**To do**
Retype the records below word for word, from the line with "Mark each instance of the cheek" up to and including the line with "Target: thin black dress strap", and give nothing else.

**Material to process**
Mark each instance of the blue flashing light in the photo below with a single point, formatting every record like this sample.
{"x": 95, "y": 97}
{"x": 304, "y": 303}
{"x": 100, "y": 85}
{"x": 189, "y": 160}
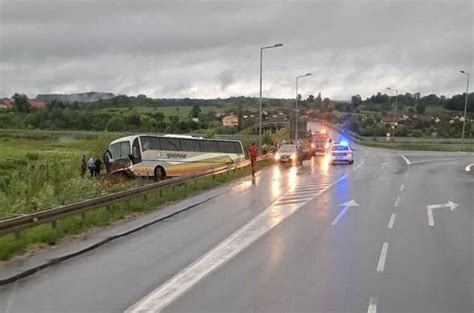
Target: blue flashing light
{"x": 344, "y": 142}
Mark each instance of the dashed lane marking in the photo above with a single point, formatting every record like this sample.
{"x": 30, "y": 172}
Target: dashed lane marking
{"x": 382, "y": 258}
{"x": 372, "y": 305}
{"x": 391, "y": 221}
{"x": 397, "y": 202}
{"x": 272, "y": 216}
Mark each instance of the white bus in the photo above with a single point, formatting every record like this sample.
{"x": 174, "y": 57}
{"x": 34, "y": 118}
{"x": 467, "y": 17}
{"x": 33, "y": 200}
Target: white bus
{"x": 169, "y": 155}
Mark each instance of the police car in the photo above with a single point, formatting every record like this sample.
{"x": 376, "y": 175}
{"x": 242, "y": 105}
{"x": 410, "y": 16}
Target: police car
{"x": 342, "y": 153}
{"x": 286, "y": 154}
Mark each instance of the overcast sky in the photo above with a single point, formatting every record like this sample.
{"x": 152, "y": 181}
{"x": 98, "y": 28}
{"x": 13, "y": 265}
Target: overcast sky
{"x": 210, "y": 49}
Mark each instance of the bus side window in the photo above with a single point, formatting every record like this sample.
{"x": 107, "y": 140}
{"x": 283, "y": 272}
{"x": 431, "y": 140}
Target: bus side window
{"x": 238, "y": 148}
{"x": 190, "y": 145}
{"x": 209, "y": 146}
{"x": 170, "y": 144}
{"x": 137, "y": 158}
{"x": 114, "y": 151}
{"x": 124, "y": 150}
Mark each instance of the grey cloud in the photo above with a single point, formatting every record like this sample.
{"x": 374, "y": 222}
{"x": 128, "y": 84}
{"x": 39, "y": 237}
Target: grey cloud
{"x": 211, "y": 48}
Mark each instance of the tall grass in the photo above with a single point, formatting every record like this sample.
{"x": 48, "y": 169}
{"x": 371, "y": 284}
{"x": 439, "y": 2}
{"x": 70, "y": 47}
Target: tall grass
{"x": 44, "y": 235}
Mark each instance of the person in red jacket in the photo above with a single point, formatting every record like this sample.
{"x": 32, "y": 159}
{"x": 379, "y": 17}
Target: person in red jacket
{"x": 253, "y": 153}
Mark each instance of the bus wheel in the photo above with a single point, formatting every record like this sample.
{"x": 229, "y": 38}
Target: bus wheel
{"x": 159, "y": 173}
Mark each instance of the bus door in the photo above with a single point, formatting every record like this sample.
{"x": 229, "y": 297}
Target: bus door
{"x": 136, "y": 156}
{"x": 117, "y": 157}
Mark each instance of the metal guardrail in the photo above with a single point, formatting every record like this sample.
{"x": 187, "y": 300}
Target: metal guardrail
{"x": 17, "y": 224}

--

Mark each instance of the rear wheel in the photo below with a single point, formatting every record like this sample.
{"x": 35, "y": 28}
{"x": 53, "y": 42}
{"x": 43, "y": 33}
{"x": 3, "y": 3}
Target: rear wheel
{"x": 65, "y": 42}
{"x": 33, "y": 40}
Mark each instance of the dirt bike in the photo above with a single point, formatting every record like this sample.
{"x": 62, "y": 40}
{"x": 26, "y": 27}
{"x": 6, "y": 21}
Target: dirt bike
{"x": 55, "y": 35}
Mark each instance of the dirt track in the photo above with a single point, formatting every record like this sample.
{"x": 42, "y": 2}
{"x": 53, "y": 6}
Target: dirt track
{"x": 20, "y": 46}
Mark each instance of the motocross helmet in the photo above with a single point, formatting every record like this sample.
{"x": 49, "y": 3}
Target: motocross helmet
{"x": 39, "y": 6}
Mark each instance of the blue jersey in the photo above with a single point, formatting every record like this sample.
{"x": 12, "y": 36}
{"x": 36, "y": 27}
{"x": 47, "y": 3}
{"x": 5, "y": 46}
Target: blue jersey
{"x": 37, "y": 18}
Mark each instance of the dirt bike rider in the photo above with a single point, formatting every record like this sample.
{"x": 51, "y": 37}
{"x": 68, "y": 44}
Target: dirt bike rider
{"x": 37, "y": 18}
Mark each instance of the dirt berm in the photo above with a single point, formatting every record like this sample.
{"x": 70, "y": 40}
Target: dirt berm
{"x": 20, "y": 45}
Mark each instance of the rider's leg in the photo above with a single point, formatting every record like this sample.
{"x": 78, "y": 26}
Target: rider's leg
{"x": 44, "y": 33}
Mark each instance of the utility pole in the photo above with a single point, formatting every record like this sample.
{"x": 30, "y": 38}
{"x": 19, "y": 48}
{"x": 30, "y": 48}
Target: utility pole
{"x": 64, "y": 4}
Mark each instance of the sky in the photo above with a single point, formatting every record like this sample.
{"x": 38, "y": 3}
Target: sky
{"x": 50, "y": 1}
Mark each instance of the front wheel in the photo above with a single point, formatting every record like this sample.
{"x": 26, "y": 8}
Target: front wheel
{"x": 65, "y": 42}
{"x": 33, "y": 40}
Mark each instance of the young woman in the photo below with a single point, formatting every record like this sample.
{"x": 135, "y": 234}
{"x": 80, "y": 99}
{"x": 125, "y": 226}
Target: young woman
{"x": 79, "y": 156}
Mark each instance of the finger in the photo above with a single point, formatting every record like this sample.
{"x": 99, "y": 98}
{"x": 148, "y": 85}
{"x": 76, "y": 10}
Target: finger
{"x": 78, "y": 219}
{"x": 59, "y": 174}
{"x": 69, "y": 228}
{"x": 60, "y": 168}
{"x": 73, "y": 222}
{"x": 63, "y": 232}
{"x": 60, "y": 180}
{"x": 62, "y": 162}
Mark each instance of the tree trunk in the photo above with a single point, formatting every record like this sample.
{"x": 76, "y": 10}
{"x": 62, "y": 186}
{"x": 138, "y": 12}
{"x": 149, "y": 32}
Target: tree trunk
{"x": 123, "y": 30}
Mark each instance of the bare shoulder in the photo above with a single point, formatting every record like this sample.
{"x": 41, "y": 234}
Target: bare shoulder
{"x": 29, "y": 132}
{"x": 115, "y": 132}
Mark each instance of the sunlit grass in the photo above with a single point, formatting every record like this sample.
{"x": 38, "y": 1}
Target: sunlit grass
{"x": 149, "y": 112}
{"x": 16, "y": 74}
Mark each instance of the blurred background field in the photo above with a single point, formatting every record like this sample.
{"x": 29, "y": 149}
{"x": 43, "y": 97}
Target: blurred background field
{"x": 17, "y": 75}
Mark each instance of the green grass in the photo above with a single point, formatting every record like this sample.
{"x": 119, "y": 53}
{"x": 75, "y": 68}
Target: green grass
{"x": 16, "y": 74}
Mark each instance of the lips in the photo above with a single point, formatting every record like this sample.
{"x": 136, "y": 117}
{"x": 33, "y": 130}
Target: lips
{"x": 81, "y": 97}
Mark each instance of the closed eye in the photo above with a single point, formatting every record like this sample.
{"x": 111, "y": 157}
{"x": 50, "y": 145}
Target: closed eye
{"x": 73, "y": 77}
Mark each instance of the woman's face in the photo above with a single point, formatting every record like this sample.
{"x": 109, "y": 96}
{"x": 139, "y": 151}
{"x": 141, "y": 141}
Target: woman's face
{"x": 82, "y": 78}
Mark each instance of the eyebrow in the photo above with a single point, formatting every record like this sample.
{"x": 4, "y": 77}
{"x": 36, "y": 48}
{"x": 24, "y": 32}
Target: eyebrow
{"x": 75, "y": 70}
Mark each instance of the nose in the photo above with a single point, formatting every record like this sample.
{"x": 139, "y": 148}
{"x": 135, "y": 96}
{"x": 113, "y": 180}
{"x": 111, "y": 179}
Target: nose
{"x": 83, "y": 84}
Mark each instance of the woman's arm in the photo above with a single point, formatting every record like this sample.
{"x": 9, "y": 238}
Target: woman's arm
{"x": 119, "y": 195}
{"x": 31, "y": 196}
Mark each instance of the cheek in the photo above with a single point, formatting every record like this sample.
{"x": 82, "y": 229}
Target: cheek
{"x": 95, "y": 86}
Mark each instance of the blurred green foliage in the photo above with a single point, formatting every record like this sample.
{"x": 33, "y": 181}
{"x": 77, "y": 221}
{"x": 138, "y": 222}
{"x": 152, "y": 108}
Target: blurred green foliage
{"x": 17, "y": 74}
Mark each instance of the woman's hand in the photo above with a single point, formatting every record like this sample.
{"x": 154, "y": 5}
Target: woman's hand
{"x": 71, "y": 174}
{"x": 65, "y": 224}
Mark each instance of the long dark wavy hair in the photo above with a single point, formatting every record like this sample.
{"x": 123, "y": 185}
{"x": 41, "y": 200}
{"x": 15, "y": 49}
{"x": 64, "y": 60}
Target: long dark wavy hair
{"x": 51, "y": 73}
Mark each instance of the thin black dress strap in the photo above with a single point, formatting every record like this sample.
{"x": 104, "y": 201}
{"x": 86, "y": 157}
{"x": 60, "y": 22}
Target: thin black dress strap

...

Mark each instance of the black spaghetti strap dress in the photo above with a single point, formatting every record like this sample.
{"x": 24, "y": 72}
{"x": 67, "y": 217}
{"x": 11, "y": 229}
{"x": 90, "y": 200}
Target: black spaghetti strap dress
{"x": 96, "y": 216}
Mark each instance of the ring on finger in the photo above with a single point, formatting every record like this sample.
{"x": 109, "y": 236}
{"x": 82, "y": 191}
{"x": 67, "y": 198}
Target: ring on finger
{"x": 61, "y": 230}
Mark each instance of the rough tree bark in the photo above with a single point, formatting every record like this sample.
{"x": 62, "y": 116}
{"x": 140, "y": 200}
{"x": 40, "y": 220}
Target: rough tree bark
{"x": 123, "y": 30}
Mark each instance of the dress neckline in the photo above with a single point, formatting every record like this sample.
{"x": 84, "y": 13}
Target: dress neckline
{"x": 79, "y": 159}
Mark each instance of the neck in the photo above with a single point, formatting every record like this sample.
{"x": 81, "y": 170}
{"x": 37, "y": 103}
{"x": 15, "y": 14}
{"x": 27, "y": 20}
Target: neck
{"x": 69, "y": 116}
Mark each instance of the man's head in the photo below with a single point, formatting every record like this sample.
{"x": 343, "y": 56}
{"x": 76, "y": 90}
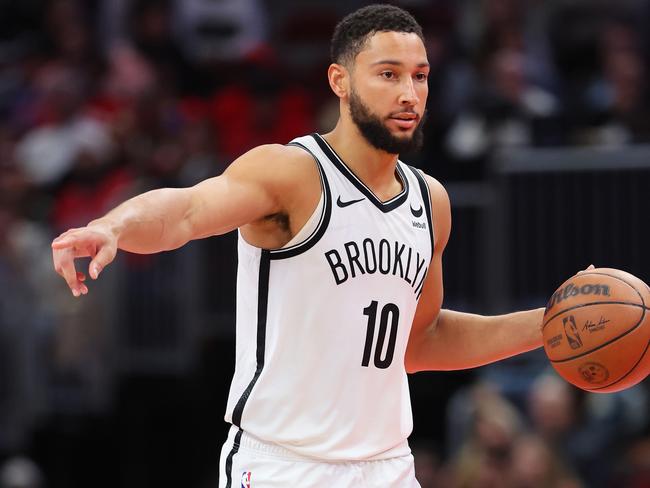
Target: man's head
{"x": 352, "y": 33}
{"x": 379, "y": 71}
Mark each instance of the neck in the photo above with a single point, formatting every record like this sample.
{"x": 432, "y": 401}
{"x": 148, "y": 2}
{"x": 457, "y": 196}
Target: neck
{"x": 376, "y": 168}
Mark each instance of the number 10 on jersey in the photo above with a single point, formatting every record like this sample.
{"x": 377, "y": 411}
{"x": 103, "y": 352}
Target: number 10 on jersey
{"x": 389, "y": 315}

**Full response**
Mark each instance of the cheek in the photo above with a single point, formatting every record like this sample.
{"x": 82, "y": 229}
Target: cheek
{"x": 95, "y": 86}
Mark each instance of the blurred green foliage in the photo above with a single point, formatting every record like this sample.
{"x": 33, "y": 181}
{"x": 77, "y": 221}
{"x": 138, "y": 222}
{"x": 152, "y": 108}
Target: blurred green foliage
{"x": 17, "y": 74}
Mark each instance of the woman's hand in the photo above with a single point, formatting every record like this sample.
{"x": 154, "y": 5}
Target: woman's hand
{"x": 71, "y": 174}
{"x": 65, "y": 224}
Mark each instance of the long dark wavy hair in the photo above with a single point, formatting every record like this sample.
{"x": 123, "y": 185}
{"x": 41, "y": 200}
{"x": 15, "y": 49}
{"x": 64, "y": 60}
Target: long dark wavy hair
{"x": 51, "y": 73}
Mark each instance of the thin black dress strap in the photo above with a single point, formatting every record like this sample.
{"x": 104, "y": 201}
{"x": 86, "y": 157}
{"x": 60, "y": 22}
Target: thin black dress strap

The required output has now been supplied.